- GIVEN INSTRUCTION 1: In the memoir passage, rewrite the stretch from "Though I yearned" through "a prospective enemy.", putting "bedroll" in place of "blanket".
- GIVEN INSTRUCTION 2: According to the memoir passage, which division did Regiment's October 1 orders transfer the narrator to?

- PASSAGE GIVEN:
* * *

Though I yearned for the days when I commanded Easy Company, I didn’t long for the Dutch weather, which had produced such misery. For one thing, I would never spend another night like that one a year earlier: I was wet through and through, and naturally being a paratrooper, I did not have a change of clothes—no blanket, nothing. And it was cold as a son-of-a-gun. Things were all “snafued,” walking around in the black of night, not knowing where we were exactly, where anybody else was, and houses burning, people crying, shaking hands, and every bush a prospective enemy.

By the final week in September 1945, preparations were made to send the remaining members of the 101st Airborne Division back to the States. Rumors circulated throughout the camp that all remaining “eighty-five-pointers” and a quota of high-point officers would leave soon. I immediately went to see Colonel Chase and presented my case for my early departure. All I wanted to do was to get out of the army, to return home, and to start my new life. If I stayed, I would have sat around every night with old soldiers and fought the war over and over through stories and memories. I couldn’t live like that. There was far too much chickenshit in this man’s army, now that the fighting was over. In fifteen minutes Chase vowed that I was okay, that I had done right by him, and now in my hour of need, he’d do okay by me. He did just that. Regiment issued orders on October 1 to transfer me to the 75th Infantry Division, which was to be filled with high-point men and was scheduled to return home with the 16th Corps Headquarters in the early part of October. For my last Saturday night with the 506th PIR, I attended a regimental party. Actually I made only a token appearance, having delegated my work to junior officers with considerably more social experience than I possessed.

* * *

[Bounding box annotation entries]
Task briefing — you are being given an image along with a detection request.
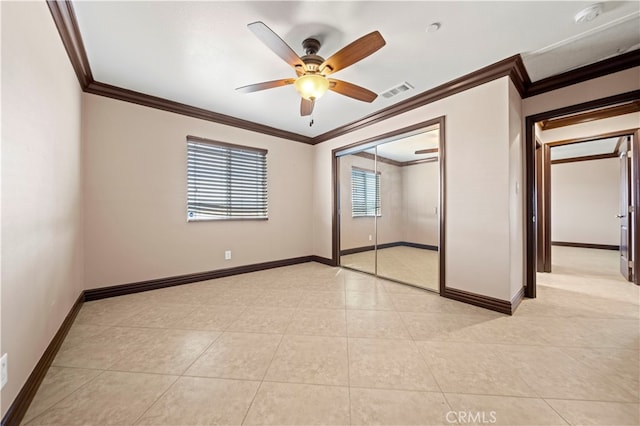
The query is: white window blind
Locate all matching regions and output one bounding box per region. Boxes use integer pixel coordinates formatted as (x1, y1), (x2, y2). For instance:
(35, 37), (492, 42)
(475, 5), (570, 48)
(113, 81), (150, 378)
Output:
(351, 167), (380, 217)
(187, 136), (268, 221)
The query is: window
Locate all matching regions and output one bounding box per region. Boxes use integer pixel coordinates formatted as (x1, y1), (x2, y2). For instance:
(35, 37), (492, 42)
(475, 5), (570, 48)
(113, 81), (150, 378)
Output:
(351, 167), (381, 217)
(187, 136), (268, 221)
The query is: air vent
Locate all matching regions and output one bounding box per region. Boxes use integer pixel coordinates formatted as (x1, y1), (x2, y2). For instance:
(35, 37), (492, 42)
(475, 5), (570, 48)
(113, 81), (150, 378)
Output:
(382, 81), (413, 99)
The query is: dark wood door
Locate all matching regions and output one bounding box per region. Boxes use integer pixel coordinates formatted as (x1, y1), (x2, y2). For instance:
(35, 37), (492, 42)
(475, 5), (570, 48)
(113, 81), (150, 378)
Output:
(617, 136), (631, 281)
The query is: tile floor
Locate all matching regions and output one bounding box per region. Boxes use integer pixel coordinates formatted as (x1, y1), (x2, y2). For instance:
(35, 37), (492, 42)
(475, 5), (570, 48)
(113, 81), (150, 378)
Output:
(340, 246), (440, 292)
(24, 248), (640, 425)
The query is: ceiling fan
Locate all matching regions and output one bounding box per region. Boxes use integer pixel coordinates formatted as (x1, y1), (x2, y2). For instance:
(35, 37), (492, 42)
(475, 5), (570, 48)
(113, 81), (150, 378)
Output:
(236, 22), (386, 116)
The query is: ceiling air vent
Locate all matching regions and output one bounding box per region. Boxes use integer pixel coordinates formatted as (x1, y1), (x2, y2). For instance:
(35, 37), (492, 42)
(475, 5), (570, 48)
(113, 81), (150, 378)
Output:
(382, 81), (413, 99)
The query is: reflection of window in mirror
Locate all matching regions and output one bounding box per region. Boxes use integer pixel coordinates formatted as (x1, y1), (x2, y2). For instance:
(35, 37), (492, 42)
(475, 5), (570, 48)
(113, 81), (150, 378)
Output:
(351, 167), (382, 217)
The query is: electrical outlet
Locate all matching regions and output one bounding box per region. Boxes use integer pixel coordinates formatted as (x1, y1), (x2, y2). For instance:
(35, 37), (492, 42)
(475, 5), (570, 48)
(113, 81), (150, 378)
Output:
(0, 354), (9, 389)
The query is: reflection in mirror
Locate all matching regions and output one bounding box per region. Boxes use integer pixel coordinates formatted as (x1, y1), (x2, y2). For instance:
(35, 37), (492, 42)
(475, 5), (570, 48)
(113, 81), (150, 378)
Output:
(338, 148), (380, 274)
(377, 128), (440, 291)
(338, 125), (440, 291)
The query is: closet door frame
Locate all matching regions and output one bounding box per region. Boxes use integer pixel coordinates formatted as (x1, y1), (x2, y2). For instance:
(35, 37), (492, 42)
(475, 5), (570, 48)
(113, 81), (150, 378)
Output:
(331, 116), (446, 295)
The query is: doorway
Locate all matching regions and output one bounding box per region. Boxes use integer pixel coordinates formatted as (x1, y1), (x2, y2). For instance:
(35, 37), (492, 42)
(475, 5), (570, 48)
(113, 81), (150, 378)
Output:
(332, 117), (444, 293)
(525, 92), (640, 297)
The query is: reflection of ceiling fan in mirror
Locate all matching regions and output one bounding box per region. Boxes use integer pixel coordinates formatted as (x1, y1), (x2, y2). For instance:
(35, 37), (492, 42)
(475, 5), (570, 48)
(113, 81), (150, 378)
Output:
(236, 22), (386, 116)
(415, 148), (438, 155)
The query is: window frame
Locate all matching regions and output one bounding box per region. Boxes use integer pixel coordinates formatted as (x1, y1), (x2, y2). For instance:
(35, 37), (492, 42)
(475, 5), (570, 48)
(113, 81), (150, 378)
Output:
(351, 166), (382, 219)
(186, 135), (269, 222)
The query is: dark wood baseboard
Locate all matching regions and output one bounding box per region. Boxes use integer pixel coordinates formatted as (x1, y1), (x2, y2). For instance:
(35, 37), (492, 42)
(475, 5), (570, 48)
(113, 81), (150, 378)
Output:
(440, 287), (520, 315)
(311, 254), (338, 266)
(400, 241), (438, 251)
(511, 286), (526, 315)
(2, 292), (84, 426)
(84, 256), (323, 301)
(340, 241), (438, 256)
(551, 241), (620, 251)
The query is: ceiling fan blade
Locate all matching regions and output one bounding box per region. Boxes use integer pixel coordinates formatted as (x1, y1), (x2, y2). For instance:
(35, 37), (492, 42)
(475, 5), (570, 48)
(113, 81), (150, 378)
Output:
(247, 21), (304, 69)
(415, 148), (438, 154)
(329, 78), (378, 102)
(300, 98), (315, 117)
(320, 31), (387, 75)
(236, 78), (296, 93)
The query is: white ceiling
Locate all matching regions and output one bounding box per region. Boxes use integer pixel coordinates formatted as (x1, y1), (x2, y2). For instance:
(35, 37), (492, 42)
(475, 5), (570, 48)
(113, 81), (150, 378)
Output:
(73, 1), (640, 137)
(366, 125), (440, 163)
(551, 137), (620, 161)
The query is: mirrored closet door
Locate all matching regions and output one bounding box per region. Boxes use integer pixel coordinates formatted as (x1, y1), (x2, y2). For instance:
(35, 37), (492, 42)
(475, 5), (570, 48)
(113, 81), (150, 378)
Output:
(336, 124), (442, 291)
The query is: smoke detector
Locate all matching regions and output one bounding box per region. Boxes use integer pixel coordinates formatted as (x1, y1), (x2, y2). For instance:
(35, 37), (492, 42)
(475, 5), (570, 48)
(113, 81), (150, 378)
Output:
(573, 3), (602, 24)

* * *

- COMPLETE RESPONSE 1:
Though I yearned for the days when I commanded Easy Company, I didn’t long for the Dutch weather, which had produced such misery. For one thing, I would never spend another night like that one a year earlier: I was wet through and through, and naturally being a paratrooper, I did not have a change of clothes—no bedroll, nothing. And it was cold as a son-of-a-gun. Things were all “snafued,” walking around in the black of night, not knowing where we were exactly, where anybody else was, and houses burning, people crying, shaking hands, and every bush a prospective enemy.

- COMPLETE RESPONSE 2: The 75th Infantry Division.